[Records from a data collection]

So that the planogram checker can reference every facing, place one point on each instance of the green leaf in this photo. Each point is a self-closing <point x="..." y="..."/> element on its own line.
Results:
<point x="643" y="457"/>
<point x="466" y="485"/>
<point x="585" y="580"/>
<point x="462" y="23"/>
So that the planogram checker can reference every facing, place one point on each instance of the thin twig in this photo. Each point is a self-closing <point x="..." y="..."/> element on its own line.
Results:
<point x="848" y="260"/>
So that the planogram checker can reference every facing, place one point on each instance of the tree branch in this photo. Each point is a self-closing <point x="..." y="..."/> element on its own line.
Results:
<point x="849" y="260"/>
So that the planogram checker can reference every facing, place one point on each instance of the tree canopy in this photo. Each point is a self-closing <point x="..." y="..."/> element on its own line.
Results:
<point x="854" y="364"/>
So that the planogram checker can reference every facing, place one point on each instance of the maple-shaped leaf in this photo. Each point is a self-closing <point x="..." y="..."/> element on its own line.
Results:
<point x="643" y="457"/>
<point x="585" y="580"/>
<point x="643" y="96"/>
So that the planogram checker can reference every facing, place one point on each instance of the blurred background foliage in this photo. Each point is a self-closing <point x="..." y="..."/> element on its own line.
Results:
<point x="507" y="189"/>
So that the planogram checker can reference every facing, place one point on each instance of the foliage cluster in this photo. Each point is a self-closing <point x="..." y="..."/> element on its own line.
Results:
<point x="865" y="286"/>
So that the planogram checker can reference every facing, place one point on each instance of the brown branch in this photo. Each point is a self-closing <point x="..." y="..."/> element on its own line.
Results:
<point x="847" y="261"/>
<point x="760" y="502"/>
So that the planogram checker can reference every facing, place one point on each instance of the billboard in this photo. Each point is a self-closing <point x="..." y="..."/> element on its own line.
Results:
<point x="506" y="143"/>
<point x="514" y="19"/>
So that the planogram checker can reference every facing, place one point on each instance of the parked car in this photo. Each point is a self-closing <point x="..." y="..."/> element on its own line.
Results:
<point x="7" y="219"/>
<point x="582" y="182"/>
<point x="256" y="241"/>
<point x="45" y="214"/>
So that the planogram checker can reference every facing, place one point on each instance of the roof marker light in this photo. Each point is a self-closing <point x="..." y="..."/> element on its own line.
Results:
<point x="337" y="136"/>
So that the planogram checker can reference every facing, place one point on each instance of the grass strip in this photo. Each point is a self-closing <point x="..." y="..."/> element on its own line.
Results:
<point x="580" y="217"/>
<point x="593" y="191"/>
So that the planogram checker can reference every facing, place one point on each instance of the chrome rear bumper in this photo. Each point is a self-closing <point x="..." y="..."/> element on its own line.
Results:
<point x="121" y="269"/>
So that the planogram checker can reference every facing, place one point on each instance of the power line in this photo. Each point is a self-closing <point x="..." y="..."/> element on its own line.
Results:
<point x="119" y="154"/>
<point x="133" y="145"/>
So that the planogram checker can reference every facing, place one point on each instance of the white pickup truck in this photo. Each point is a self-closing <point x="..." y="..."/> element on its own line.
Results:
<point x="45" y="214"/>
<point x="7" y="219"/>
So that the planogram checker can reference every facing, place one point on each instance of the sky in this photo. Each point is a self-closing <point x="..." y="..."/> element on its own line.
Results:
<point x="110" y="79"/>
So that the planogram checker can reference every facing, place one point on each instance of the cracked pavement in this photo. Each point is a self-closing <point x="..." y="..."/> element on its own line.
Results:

Exercise objective> Write out once more the lines above beginning at the line with "sky in this"; continue through the final line and stop there.

Expected answer>
So that the planogram checker can reference every facing, place one point on each instance of the sky in this photo. Each point is a self-closing <point x="..." y="..."/> element on its own line.
Results:
<point x="110" y="79"/>
So that the planogram checker can reference every facing, place one point on each instance of the cracked pavement in this photo. Each point is a self-closing <point x="..." y="..."/> element on its own line.
Results:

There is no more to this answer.